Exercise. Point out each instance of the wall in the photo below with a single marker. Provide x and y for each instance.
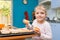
(18, 11)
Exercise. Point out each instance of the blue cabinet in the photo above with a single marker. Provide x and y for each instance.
(55, 31)
(18, 11)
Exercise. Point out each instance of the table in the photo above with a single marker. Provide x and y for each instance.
(23, 37)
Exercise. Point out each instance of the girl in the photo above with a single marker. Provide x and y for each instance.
(40, 25)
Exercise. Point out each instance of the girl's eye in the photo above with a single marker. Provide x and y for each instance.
(41, 12)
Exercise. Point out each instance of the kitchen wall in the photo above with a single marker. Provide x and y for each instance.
(5, 12)
(18, 11)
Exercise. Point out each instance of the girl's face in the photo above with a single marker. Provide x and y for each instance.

※ ※ ※

* [About this exercise] Return the full listing above verbatim, please, but without its images.

* [Answer to this problem]
Exercise. Point out each instance of the wall in the photo below with a single marker. Provide x and y for each instance.
(18, 11)
Exercise. Point out each instance of the blue cabinet in the photo above with a single marker. Provide x and y for each instance.
(55, 31)
(18, 11)
Exercise. Point out each instance of the table in the photo above with a single marker. Provide x and y for each instance.
(23, 37)
Exercise. Point out each instance of the girl in the photo above with a single marker. Provide x and y for each instance.
(40, 25)
Exercise. Point out each instance of the girl's eye in the photo above with a single marker. Provide x and y for each instance.
(41, 12)
Exercise. Point out each instance of the kitchen wall in the photo above with a single marker. Provide x and y for each instance.
(5, 12)
(18, 11)
Exercise. Point out each instance of the girl's face in the photo above with a single marker. Provide x and y for each instance.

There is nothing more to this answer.